• Task to carry out
Copy the rows from the line containing "instances of vegetation" through the line containing "top-left (27, 35), bottom-right (111, 53)", both lines included, with every request left in place. Increase each coordinate in the answer boxes by 80, leave all numbers in the requests and their format samples unchanged, and give back only those lines.

+ + + + +

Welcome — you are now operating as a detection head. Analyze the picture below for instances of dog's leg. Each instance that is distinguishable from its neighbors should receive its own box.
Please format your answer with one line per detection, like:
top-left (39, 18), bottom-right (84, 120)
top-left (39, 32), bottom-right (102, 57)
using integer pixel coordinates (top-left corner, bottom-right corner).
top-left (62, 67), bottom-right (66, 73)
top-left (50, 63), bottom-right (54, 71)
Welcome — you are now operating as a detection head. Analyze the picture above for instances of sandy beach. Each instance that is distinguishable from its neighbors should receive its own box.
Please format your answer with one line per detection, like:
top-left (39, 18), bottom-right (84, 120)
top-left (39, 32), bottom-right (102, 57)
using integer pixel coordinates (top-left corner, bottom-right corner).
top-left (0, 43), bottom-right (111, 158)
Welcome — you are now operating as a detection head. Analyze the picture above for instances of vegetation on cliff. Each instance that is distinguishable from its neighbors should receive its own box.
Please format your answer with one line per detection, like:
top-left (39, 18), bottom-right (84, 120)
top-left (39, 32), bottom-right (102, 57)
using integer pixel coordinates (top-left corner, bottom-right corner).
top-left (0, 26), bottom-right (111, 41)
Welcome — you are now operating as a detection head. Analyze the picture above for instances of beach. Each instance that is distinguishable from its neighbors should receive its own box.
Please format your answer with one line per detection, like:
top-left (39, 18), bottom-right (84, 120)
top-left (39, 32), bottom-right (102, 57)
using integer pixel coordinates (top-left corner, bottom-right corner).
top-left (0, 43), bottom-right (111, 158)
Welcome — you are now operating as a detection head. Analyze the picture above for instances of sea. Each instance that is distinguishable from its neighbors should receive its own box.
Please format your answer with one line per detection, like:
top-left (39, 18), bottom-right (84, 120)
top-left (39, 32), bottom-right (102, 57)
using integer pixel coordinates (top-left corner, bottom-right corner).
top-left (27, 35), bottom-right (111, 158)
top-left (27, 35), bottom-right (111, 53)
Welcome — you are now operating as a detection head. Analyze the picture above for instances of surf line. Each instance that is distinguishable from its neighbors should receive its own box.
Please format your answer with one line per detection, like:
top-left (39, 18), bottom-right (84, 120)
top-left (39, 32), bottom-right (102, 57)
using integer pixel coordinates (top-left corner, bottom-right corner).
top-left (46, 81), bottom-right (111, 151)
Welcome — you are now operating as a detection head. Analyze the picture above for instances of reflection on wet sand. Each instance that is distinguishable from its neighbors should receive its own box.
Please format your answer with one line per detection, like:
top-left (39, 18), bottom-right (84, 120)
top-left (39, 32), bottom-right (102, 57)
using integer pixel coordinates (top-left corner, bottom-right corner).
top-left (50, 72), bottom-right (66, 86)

+ + + + +

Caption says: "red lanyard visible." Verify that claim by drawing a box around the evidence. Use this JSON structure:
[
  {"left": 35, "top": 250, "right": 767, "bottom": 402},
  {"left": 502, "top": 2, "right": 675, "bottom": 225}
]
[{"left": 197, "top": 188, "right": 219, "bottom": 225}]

+ + + + +

• Full solution
Welcome — you are now operating as a detection head. Analyze the picture above for instances of vegetation on cliff. Each instance that is distinguishable from its neighbors should receive its own box.
Please format your answer with one line per detection, like:
top-left (39, 18), bottom-right (84, 120)
top-left (39, 32), bottom-right (102, 57)
using integer pixel coordinates (top-left corner, bottom-right corner).
top-left (80, 106), bottom-right (191, 121)
Welcome — you are now operating as a detection head. Analyze the picture above for instances of beach. Each instance that is distinguishable from its neighbors should receive its own box.
Please format your answer with one line per detection, like:
top-left (39, 18), bottom-right (84, 120)
top-left (39, 32), bottom-right (102, 57)
using integer pixel coordinates (top-left corner, bottom-right corner).
top-left (80, 123), bottom-right (191, 238)
Welcome — you are now operating as a detection head. Analyze the picture above for instances of sea. Each instance that is distinguishable from its neighbors should receive its own box.
Please format your answer with one line per detection, like:
top-left (39, 18), bottom-right (84, 120)
top-left (39, 32), bottom-right (102, 57)
using integer pixel coordinates (top-left corner, bottom-right corner).
top-left (107, 115), bottom-right (191, 238)
top-left (107, 115), bottom-right (191, 133)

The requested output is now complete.